The exercise
Copy out the material below word for word, leaving out any pictures.

Record set
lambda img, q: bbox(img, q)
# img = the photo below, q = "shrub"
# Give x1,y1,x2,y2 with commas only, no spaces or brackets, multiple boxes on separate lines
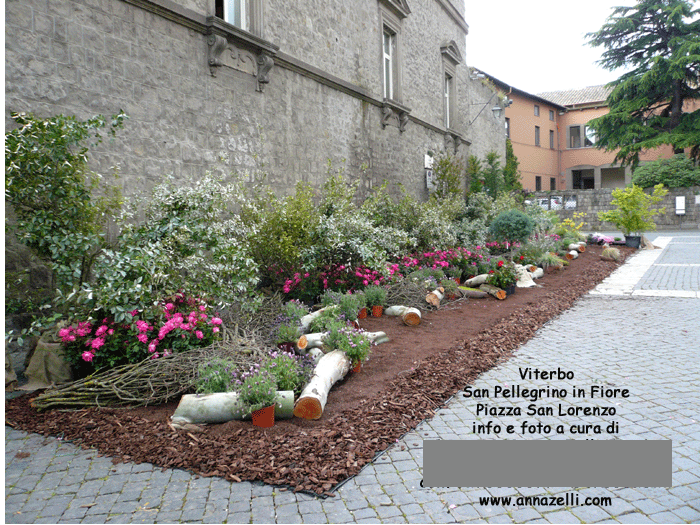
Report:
5,112,127,292
598,184,668,236
632,155,700,188
489,210,535,242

Response
lambda img, q: bbox(img, q)
# img = the photo below, q = "shrub"
# Give x1,y1,x2,y2 with commas only, no spaces or brackets, multiple boxes on separate lines
Report:
5,112,127,292
598,184,668,236
632,155,700,188
489,210,535,242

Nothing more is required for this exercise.